Source document.
The private sector is responsible for a lot of R&D spending, but in developing countries the contribution is a lot lower.
Banking, credit, and micro-credit
- Access to credit and banking are crucial to development and growth. They connect savers and investors, making saved money accessible to borrowers..
- Provide incentive for people to save (interest)
Credit should be made available to farmers and businesses so that they can grow.
- Provide consumers with credit for human capital investments
Access to credit for poverty alleviation
- Provide incentive for people to save (interest)
- Commercial banking systems in developing countries are not developed. High public sector ownership, which usually leads to lower efficiency.
- Banks in developing countries usually cater to richer borrowers because they are usually branches of other banks that provide loans to firms.
- Most people then have to rely on loan sharks (high interest rates), or pawnbrokers.
Micro-credit – small loans to people w/o access to credit and are delivered through
- microfinance institutions such as credit unions or non-governmental organizations.
- MFIs lend to many borrowers, such as small enterprises and people in the informal sector, or displaced persons.
Micro-credit can have a positive impact on poverty reduction, but reach only a small proportion of poor people.
- Micro-credit is still controversial:
- It’s possible that microcredit programs will take the place of necessary government policies to fight poverty.
- Microfinancing alone cannot alleviate poverty; it is not an alternative.
- Micro-credit schemes contribute to the growth of the informal sector.
- Some poor and unskilled people may be harmed by micro-credit because they still cannot repay these loans.
- Interest rates in micro-credit schemes are too high.

Supplied information.

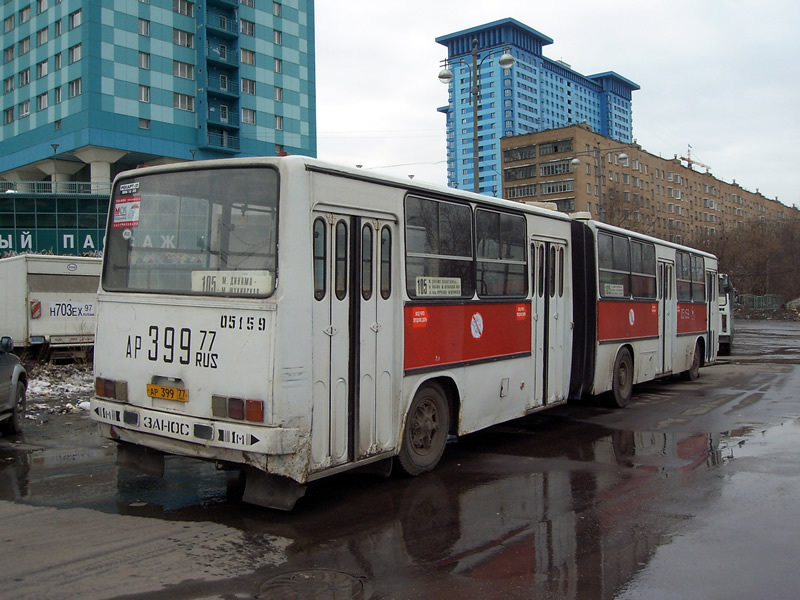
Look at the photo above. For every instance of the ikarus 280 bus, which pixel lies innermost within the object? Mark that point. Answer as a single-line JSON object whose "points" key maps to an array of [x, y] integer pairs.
{"points": [[293, 319]]}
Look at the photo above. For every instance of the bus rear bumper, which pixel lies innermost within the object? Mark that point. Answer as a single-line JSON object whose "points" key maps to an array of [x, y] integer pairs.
{"points": [[270, 449]]}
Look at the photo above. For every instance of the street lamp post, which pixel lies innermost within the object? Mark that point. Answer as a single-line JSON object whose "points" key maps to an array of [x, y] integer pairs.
{"points": [[506, 61], [599, 157]]}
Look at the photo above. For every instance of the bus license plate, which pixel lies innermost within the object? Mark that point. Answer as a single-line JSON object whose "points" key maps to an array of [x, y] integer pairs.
{"points": [[168, 393]]}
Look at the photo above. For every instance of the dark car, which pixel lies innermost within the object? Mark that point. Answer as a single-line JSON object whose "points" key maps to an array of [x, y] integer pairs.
{"points": [[13, 384]]}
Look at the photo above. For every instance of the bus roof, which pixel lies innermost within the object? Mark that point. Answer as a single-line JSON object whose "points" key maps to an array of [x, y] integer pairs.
{"points": [[320, 166]]}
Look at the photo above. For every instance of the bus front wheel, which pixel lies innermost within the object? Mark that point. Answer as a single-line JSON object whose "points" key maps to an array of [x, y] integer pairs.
{"points": [[622, 384], [425, 432]]}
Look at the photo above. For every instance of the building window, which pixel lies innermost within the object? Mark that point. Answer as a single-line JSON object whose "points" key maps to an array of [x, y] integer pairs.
{"points": [[248, 86], [558, 167], [557, 187], [183, 38], [74, 54], [182, 7], [248, 57], [75, 88], [75, 20], [183, 102], [182, 70]]}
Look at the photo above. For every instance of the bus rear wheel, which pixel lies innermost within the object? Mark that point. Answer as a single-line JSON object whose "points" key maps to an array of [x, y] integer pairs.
{"points": [[694, 371], [425, 432], [622, 383]]}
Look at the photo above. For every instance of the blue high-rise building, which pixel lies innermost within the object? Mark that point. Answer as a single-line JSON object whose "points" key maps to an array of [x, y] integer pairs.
{"points": [[92, 87], [535, 94]]}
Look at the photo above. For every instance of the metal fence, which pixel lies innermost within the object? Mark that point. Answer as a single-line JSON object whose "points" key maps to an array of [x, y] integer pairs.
{"points": [[766, 302], [59, 187]]}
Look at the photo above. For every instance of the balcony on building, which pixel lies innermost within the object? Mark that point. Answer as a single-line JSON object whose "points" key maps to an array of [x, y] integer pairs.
{"points": [[223, 85], [222, 25], [222, 55]]}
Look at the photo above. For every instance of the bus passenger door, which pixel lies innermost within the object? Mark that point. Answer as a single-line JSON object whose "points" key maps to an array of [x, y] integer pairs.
{"points": [[667, 325], [352, 349], [550, 321], [712, 316], [375, 352]]}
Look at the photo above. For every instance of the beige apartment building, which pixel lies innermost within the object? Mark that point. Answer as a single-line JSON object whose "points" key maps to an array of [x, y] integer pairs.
{"points": [[673, 199]]}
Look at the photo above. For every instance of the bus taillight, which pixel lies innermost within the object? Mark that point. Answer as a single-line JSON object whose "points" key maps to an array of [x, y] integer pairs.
{"points": [[238, 409], [112, 389]]}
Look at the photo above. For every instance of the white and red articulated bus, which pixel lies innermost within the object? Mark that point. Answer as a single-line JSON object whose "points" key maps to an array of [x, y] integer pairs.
{"points": [[293, 319]]}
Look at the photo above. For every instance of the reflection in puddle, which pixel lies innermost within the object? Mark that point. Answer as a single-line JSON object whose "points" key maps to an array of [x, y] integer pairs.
{"points": [[544, 507]]}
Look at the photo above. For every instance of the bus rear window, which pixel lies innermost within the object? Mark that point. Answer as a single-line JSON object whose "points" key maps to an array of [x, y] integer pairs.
{"points": [[205, 231]]}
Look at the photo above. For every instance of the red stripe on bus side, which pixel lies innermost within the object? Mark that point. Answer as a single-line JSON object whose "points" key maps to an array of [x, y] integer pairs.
{"points": [[626, 320], [439, 334], [691, 318]]}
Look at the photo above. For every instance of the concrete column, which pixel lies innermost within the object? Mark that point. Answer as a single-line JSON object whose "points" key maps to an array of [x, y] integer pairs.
{"points": [[60, 171], [23, 178], [100, 161]]}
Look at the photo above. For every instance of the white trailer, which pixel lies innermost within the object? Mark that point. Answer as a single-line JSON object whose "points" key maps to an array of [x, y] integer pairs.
{"points": [[47, 303]]}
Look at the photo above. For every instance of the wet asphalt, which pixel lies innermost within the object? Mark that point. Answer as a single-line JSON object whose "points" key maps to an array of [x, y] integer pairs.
{"points": [[693, 491]]}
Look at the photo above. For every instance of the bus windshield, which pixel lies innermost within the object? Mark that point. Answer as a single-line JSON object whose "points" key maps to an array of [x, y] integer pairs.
{"points": [[207, 232]]}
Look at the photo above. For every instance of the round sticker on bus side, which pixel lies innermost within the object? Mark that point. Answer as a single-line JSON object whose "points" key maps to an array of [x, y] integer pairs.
{"points": [[476, 325]]}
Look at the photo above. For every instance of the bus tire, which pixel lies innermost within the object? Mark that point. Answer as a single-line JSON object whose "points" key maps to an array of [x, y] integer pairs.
{"points": [[13, 424], [425, 431], [694, 371], [622, 382]]}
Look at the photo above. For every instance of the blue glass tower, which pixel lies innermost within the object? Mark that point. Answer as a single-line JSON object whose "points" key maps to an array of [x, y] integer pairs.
{"points": [[537, 93], [92, 87]]}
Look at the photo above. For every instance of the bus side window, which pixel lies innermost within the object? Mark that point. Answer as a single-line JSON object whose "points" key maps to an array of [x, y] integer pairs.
{"points": [[698, 279], [366, 261], [386, 262], [320, 259], [541, 270]]}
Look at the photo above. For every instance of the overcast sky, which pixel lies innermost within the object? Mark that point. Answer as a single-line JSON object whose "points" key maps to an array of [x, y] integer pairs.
{"points": [[722, 76]]}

Given exercise.
Pick up the notes on banking, credit, and micro-credit in developing countries where they end, and keep writing them.

Response.
The empowerment of women
- Countries face gender inequalities, especially discrimination against women and girls.
- Empowerment – elimination of deprivations and creating equality of opportunities. Improves well-being and has spillover benefits.
- Women and girls have higher mortality rates in developing countries, which lower the ratio of women to men.
- Ratio of women: men is greater than 1.05 in the UK and US, but lower than 1 in developing countries. This is because girls are often neglected during childhood, and boys are treated better.
- Some cultures focus on a boy’s education because girls aren’t intended to seek work.
- Lower education/skills mean that women have fewer qualifications to take on jobs, and women often face discrimination.
- Women work more in the informal sector and don’t receive formal sector benefits.
- Women have more unpaid responsibilities.
- Some countries that are less developed have laws that state that property rights are passed to men, so some gain less land.
- Due to discrimination and lack of property rights, they have nothing that can be used as collateral for obtaining credit.
- Women’s incomes are usually lower than men’s, and make women the poorest among developing countries.
- Female-headed households are poorer because there is no man earning an income and women have lower earning potential.
- Women’s empowerment has positive externalities
- Improvements in child health and decrease in child mortality
- Improvements in child education
- Quality of human resources
- Lower fertility
- Economists used to believe that high income inequality was necessary for growth.
- Today, economists say that unequal distribution will act as a barrier to growth and development.
- High inequality lead to overall savings (rich people buy stuff instead of save)
- Government spending on merit goods can improve income distribution and lead to growth/development
- Poor cannot obtain credit with unequal distribution, and thus lower development
- Improved income distribution increases local demand and local production
- Concentration of income in a few hands means that they have the ability to influence policies
More equal distribution leads to greater political stability
- Infrastructure – public utilities, roads, canals, transport places; physical capital that comes from investments and represents ~20% of developing countries’ investments.
- Government responsible for providing infrastructure, because there may be monopolies if it were in private hands.
- Infrastructure increases productivity and lowers production costs.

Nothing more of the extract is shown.